- EXERCISE OBJECTIVE -
Render every one of the entries below as a Markdown table with two columns, Row and Line. Number each line and skip any blank ones.

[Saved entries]

[Start]

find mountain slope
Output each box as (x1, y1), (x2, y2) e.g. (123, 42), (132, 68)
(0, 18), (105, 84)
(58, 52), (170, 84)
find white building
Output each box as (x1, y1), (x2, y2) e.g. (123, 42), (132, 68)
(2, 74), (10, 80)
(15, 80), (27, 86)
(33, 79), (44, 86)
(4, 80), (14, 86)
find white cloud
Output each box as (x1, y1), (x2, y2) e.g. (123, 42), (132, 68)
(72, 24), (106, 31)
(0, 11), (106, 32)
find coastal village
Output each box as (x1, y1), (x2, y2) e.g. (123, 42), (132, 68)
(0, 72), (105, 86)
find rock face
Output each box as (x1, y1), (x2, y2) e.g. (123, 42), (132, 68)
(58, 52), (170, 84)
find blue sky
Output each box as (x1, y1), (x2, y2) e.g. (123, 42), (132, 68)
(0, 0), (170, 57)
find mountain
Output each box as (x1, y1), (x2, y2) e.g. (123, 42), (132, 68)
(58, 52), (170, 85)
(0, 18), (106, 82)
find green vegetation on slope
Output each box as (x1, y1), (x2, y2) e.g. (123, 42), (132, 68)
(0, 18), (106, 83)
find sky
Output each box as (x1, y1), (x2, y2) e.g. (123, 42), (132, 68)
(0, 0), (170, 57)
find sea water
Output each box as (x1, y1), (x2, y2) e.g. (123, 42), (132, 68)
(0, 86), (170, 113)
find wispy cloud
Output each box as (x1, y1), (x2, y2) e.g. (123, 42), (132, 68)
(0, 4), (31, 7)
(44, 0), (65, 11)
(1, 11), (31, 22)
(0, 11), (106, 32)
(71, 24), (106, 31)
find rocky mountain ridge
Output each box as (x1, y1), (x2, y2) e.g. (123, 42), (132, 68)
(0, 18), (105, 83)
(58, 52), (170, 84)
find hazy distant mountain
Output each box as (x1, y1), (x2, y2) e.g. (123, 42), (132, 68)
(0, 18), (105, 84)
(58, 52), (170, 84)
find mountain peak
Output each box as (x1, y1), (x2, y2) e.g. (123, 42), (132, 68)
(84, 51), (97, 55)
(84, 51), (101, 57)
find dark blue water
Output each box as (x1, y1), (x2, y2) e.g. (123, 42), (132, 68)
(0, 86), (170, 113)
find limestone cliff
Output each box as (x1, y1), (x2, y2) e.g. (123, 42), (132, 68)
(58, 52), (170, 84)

[End]

- CORRECT RESULT -
| Row | Line |
|---|---|
| 1 | find mountain slope |
| 2 | Output each box as (x1, y1), (x2, y2) e.g. (123, 42), (132, 68) |
| 3 | (0, 18), (105, 84) |
| 4 | (58, 52), (170, 84) |
| 5 | find white building |
| 6 | Output each box as (x1, y1), (x2, y2) e.g. (123, 42), (132, 68) |
| 7 | (2, 74), (10, 80) |
| 8 | (15, 80), (27, 86) |
| 9 | (33, 79), (44, 86) |
| 10 | (4, 80), (14, 86) |
| 11 | find white cloud |
| 12 | Output each box as (x1, y1), (x2, y2) e.g. (123, 42), (132, 68) |
| 13 | (72, 24), (106, 31) |
| 14 | (0, 11), (106, 32) |
| 15 | find coastal village |
| 16 | Output each box as (x1, y1), (x2, y2) e.g. (123, 42), (132, 68) |
| 17 | (0, 72), (105, 86) |
| 18 | find rock face |
| 19 | Output each box as (x1, y1), (x2, y2) e.g. (123, 42), (132, 68) |
| 20 | (58, 52), (170, 84) |
| 21 | find blue sky |
| 22 | Output each box as (x1, y1), (x2, y2) e.g. (123, 42), (132, 68) |
| 23 | (0, 0), (170, 57) |
| 24 | find mountain |
| 25 | Output each box as (x1, y1), (x2, y2) e.g. (123, 42), (132, 68) |
| 26 | (58, 52), (170, 85) |
| 27 | (0, 18), (106, 82) |
| 28 | find green vegetation on slope |
| 29 | Output each box as (x1, y1), (x2, y2) e.g. (123, 42), (132, 68) |
| 30 | (0, 18), (106, 83) |
| 31 | find sky |
| 32 | Output each box as (x1, y1), (x2, y2) e.g. (123, 42), (132, 68) |
| 33 | (0, 0), (170, 57) |
| 34 | find sea water |
| 35 | Output each box as (x1, y1), (x2, y2) e.g. (123, 42), (132, 68) |
| 36 | (0, 86), (170, 113) |
| 37 | find wispy cloud |
| 38 | Output each box as (x1, y1), (x2, y2) e.g. (123, 42), (132, 68) |
| 39 | (0, 4), (31, 7) |
| 40 | (44, 0), (65, 11) |
| 41 | (1, 11), (31, 22) |
| 42 | (0, 11), (106, 32) |
| 43 | (71, 24), (106, 31) |
| 44 | find rocky mountain ridge |
| 45 | Output each box as (x1, y1), (x2, y2) e.g. (123, 42), (132, 68) |
| 46 | (0, 18), (105, 83) |
| 47 | (58, 52), (170, 84) |
| 48 | find hazy distant mountain |
| 49 | Output each box as (x1, y1), (x2, y2) e.g. (123, 42), (132, 68) |
| 50 | (0, 18), (105, 84) |
| 51 | (58, 52), (170, 84) |
| 52 | find mountain peak |
| 53 | Output each box as (x1, y1), (x2, y2) e.g. (123, 42), (132, 68) |
| 54 | (84, 51), (97, 55) |
| 55 | (84, 51), (101, 57) |
| 56 | find dark blue water |
| 57 | Output each box as (x1, y1), (x2, y2) e.g. (123, 42), (132, 68) |
| 58 | (0, 86), (170, 113) |
| 59 | find limestone cliff |
| 60 | Output each box as (x1, y1), (x2, y2) e.g. (123, 42), (132, 68) |
| 61 | (58, 52), (170, 84) |